What you should do:
Every line in the records below with the string "blue" is to be copied out.
Provided entries: Begin
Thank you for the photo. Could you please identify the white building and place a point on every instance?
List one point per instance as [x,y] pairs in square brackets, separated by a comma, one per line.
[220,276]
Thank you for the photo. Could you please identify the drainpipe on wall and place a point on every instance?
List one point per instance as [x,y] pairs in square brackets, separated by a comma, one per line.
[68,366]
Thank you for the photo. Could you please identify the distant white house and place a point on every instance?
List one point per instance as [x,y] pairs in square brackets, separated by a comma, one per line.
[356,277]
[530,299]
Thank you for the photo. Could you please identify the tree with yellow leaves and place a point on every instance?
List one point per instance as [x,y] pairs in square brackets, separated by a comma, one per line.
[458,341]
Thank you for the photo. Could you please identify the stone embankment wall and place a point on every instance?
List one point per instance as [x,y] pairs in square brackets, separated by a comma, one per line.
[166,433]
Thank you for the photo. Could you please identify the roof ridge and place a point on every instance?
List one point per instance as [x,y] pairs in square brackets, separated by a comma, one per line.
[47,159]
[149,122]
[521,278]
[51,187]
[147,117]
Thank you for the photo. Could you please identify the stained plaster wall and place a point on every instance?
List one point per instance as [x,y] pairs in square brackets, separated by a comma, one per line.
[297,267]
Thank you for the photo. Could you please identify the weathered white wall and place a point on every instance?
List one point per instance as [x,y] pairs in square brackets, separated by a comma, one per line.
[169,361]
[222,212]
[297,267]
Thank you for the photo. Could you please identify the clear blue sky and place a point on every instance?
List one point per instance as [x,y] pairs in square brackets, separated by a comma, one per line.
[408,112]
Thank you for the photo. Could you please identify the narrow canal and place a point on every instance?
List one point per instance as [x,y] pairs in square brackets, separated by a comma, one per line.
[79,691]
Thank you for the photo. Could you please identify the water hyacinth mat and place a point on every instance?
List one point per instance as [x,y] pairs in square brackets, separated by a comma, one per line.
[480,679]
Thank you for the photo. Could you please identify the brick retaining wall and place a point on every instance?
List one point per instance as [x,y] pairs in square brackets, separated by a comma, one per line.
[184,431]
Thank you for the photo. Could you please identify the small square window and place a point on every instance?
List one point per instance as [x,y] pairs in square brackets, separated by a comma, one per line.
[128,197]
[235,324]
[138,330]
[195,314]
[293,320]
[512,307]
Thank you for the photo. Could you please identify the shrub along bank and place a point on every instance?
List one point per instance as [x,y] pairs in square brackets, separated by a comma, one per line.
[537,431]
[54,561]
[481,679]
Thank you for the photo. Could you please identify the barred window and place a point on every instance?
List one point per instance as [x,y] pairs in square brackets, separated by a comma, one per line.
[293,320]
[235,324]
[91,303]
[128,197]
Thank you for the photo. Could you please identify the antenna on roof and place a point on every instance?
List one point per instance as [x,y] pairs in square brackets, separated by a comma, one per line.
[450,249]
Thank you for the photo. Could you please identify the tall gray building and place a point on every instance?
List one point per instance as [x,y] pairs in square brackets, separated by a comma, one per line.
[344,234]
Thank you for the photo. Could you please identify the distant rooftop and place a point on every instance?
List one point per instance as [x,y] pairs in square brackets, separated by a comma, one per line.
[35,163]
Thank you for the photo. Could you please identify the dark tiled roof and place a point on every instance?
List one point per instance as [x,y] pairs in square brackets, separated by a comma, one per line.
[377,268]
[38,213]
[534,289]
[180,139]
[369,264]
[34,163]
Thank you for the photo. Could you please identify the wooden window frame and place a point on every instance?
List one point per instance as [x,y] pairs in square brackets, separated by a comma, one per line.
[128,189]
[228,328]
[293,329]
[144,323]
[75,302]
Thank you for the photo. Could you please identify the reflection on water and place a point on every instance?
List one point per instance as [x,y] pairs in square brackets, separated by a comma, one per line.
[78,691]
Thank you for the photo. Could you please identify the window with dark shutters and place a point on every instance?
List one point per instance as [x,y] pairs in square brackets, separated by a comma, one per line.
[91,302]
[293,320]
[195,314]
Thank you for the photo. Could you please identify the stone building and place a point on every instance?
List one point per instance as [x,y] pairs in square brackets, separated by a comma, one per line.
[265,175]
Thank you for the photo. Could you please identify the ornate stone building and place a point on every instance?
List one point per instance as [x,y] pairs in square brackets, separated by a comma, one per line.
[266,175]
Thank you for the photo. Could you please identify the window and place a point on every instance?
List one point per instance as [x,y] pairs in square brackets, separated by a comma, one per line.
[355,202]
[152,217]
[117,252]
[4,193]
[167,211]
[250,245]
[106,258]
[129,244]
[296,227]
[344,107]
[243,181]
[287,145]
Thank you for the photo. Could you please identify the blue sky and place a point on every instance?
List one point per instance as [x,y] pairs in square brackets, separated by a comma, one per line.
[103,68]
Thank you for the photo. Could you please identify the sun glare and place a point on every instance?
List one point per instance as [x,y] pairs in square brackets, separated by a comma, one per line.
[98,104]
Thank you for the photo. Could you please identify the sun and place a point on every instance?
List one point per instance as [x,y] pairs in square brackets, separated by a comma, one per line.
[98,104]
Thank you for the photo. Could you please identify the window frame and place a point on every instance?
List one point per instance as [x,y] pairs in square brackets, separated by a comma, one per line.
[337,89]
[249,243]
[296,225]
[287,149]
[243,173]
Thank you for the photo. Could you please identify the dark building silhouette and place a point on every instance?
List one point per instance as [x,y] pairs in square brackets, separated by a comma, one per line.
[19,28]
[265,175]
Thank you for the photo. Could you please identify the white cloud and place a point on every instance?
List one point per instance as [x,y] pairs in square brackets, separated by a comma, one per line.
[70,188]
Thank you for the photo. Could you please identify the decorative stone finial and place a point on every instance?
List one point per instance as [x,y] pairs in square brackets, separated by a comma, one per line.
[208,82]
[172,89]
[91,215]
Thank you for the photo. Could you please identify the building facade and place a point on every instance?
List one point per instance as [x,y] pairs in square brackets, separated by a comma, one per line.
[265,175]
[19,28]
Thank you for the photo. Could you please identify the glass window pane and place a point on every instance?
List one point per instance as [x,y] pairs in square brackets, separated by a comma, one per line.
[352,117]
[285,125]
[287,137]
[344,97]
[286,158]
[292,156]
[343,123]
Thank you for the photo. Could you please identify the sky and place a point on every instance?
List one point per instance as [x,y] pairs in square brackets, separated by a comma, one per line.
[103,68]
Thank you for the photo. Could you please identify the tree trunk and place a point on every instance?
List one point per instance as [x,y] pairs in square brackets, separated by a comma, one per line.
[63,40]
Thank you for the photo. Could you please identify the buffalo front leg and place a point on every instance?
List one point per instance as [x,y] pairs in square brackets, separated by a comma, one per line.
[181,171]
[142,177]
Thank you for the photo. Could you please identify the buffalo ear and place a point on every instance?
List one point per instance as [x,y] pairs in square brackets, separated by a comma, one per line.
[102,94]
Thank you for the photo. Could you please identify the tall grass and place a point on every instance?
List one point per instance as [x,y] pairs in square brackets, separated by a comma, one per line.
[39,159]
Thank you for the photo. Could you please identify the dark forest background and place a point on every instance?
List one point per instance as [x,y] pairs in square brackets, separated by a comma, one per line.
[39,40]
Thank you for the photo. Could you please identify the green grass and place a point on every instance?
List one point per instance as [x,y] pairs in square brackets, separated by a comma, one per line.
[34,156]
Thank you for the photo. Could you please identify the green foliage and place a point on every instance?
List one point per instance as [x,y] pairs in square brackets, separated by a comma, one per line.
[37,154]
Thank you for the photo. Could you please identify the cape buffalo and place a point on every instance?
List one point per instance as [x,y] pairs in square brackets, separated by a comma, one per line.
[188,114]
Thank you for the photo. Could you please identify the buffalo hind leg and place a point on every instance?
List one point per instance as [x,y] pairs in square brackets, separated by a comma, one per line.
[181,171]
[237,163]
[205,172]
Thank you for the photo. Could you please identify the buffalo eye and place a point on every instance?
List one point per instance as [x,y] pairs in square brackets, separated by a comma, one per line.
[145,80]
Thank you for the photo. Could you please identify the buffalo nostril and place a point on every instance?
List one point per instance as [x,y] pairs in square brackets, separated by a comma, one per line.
Provided entries: End
Task response:
Thank you for the photo. Could you please identify the clear blue sky and place a point on every instance?
Thank you for the photo. Could you please identify the blue sky and place a point on every instance?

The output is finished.